## DIRECTIONS
Copy out each entry below verbatim, skipping the images.

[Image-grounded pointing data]
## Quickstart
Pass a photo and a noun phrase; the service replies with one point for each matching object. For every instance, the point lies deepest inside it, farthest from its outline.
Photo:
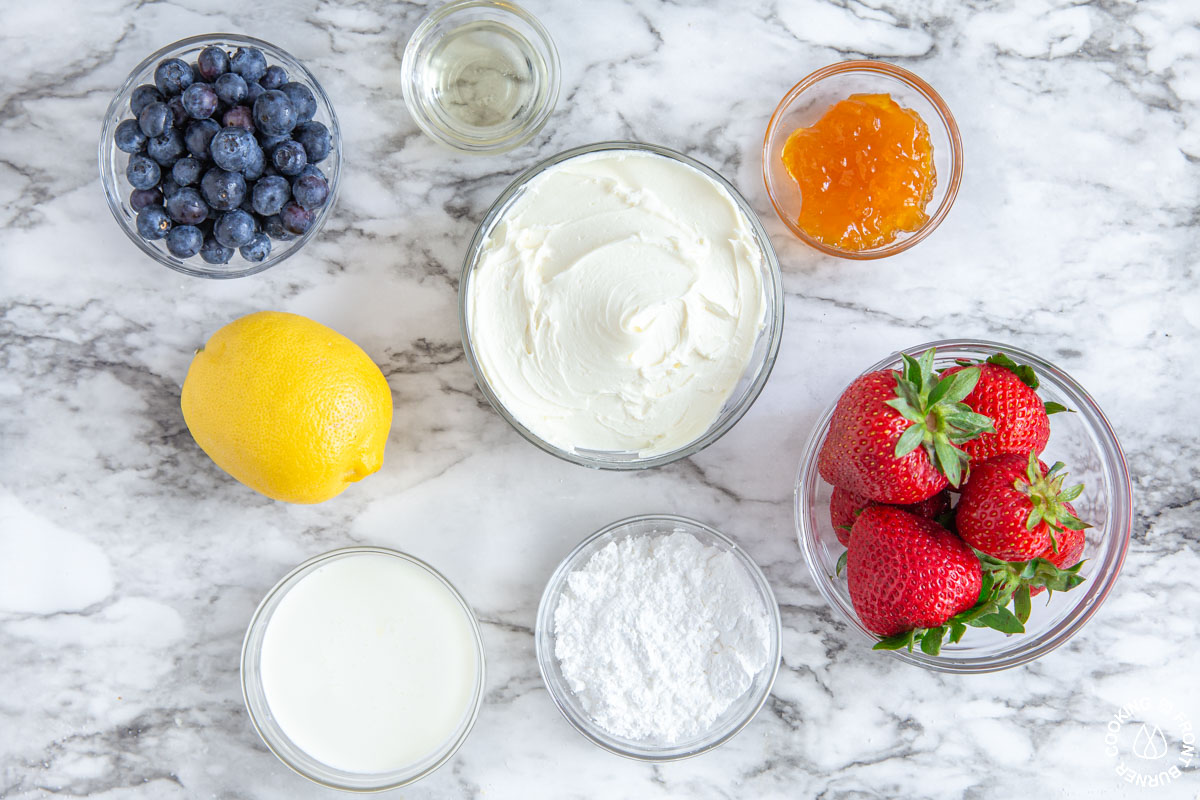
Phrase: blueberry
(155, 118)
(166, 149)
(231, 148)
(153, 222)
(239, 116)
(297, 218)
(274, 114)
(214, 252)
(249, 62)
(199, 101)
(234, 228)
(172, 77)
(222, 190)
(289, 158)
(187, 172)
(231, 89)
(198, 137)
(141, 198)
(316, 140)
(258, 248)
(143, 96)
(142, 172)
(269, 196)
(184, 241)
(274, 77)
(303, 101)
(213, 62)
(129, 137)
(186, 206)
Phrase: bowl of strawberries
(965, 505)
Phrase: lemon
(288, 407)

## RESPONSE AREA
## Quickstart
Pass a photo and a noun phrase; the service replies with one point for each matching object. For every instance, the point lies deepest inside it, farthest from its outline.
Photo:
Phrase: blueberry
(155, 118)
(166, 149)
(231, 148)
(153, 222)
(239, 116)
(297, 218)
(274, 114)
(214, 252)
(249, 62)
(199, 101)
(234, 228)
(172, 77)
(222, 190)
(289, 158)
(187, 172)
(231, 89)
(198, 137)
(141, 198)
(316, 140)
(258, 248)
(143, 96)
(142, 172)
(269, 196)
(184, 241)
(274, 77)
(303, 101)
(213, 62)
(129, 137)
(186, 206)
Phrase: bowl of strawberries
(965, 505)
Phrase: lemon
(288, 407)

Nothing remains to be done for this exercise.